*TASK INSTRUCTIONS:* Locate every line in the rows below that contains the string "water", and copy each of those lines verbatim.

*RECORDS TO USE:*
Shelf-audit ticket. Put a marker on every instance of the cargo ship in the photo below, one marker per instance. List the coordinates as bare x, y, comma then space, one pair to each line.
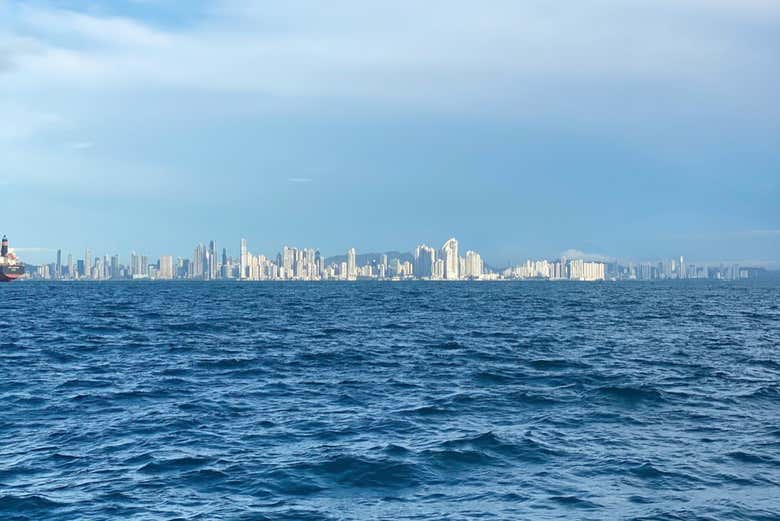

* * *

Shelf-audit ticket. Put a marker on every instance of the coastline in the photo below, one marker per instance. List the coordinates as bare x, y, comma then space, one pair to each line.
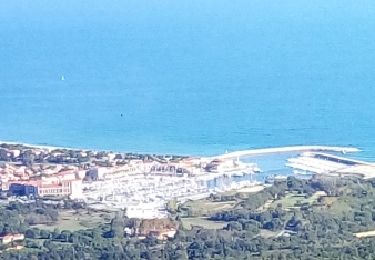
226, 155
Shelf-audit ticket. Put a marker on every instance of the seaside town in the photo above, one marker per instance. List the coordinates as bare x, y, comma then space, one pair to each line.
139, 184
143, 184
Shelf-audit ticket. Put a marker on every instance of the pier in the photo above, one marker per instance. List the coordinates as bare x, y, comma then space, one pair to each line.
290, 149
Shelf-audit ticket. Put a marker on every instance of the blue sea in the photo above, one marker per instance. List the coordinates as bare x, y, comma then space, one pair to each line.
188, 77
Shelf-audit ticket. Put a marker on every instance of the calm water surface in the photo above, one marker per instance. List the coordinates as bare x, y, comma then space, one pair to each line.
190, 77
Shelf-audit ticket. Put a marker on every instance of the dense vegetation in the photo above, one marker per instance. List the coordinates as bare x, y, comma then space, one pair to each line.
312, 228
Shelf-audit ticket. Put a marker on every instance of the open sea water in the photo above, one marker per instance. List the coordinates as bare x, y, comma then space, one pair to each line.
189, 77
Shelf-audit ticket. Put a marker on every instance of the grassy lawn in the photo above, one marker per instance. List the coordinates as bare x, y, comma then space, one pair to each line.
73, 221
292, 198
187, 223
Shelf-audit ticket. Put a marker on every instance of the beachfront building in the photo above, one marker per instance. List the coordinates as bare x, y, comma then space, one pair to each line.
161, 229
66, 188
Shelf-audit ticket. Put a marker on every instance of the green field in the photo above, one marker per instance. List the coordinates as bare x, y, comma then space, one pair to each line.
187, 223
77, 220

*RESPONSE TO THE TASK:*
Shelf-audit ticket. Put a marker on every instance of the calm water surface in the photo above, one marker per instance. List the coordinates as bare x, y, comma then space, one pair to each line.
Shelf-audit ticket. Put a marker on every instance of the open sea water in the photo above, one marker per instance. List the coordinates as bare x, y, comma then space, one pair to each line.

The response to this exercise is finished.